Problem to solve:
Can you write out the lines from the line with "mask job: shrub" to the line with "[(203, 335), (203, 288), (0, 269), (0, 307)]", both included, copying each one word for word?

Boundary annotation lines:
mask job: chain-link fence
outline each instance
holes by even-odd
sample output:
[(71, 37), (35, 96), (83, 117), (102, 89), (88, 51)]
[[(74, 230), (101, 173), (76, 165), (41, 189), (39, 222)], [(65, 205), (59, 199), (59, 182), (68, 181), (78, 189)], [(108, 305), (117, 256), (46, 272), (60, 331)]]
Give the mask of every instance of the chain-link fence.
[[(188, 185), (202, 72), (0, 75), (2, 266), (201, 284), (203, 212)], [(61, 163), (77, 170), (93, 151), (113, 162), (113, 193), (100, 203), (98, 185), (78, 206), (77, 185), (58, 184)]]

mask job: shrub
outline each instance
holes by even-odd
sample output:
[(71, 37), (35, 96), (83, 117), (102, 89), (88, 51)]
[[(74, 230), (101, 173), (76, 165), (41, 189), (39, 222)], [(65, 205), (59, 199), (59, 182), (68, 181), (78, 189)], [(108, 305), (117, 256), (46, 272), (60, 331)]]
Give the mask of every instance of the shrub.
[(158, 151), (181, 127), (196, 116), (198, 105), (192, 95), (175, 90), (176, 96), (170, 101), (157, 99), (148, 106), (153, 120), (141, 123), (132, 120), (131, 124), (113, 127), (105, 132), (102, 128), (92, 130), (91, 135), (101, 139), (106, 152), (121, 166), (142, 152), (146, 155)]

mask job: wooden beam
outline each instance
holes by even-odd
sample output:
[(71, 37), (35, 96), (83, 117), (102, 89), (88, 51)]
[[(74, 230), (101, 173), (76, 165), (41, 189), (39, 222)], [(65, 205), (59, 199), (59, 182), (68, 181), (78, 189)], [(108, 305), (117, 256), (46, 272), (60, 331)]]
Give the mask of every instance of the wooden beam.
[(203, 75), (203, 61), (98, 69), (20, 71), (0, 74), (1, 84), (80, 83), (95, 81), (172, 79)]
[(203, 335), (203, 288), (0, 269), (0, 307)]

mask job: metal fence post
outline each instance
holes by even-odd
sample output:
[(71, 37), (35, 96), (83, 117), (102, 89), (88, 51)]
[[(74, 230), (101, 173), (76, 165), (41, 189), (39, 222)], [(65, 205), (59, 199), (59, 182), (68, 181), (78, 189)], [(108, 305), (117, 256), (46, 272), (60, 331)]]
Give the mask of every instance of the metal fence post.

---

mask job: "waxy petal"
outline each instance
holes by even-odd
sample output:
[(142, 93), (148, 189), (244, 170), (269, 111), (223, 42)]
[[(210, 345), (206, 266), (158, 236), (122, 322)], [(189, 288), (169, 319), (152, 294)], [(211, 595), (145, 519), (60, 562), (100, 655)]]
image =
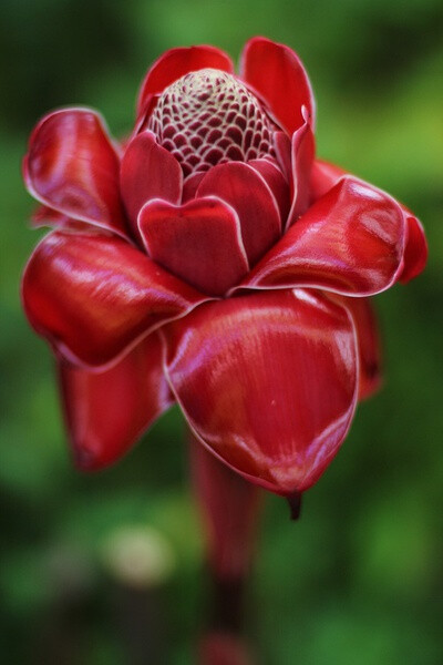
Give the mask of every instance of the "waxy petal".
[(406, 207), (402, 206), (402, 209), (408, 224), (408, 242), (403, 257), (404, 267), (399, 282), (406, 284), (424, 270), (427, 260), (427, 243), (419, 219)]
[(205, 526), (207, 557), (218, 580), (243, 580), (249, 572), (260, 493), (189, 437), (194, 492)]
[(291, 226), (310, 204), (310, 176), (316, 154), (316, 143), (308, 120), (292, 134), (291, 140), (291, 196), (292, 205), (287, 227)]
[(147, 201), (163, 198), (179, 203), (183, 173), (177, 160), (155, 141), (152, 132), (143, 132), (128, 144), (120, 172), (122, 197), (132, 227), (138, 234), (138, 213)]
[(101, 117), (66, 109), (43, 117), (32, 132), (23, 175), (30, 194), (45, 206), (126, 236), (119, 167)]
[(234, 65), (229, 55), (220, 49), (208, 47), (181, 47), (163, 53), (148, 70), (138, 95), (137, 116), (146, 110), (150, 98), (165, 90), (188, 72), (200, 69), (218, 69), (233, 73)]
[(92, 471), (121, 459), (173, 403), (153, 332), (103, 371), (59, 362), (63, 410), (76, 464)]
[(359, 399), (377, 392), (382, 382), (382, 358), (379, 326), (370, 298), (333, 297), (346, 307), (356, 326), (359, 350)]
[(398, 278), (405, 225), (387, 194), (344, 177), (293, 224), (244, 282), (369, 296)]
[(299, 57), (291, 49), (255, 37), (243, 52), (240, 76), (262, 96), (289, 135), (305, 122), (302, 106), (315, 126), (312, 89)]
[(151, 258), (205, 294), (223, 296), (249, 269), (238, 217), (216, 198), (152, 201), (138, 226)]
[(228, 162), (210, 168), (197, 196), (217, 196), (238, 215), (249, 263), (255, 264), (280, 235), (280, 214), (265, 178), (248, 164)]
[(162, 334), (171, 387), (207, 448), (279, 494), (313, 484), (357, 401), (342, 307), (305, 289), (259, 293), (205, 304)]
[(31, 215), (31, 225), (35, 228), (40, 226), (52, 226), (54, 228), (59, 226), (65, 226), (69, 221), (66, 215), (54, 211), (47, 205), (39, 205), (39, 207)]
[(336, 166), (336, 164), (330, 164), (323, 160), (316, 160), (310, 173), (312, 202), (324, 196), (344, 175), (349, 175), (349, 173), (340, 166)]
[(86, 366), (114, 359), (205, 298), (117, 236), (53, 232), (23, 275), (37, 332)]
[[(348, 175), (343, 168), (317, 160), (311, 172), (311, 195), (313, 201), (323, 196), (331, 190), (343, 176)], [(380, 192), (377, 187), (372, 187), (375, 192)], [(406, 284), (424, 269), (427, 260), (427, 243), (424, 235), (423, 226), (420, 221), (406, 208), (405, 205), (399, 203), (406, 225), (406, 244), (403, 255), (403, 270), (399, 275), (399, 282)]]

Full solution:
mask job: shrub
outline each instance
holes by even-odd
sample output:
[(71, 37), (35, 96), (83, 117), (102, 89), (88, 51)]
[[(74, 230), (101, 173), (76, 165), (41, 189), (39, 222)], [(65, 205), (59, 199), (59, 182), (68, 181), (78, 189)], [(108, 305), (117, 256), (46, 272), (60, 331)]]
Give the mask of every instance of the shrub.
[(158, 151), (181, 127), (196, 116), (198, 105), (192, 95), (175, 90), (176, 96), (170, 101), (157, 99), (148, 106), (153, 120), (141, 123), (132, 120), (131, 124), (113, 127), (105, 132), (102, 128), (92, 130), (91, 135), (101, 139), (106, 152), (121, 166), (142, 152), (146, 155)]

mask job: wooden beam
outline each instance
holes by even-odd
sample output:
[(71, 37), (35, 96), (83, 117), (102, 89), (88, 51)]
[[(74, 230), (101, 173), (76, 165), (41, 189), (39, 222)], [(65, 205), (59, 199), (59, 182), (68, 181), (78, 189)], [(108, 305), (117, 256), (46, 272), (60, 331)]]
Give the mask of every instance of the wooden beam.
[(203, 75), (203, 61), (98, 69), (20, 71), (0, 74), (1, 84), (80, 83), (95, 81), (172, 79)]
[(203, 335), (203, 288), (0, 269), (0, 307)]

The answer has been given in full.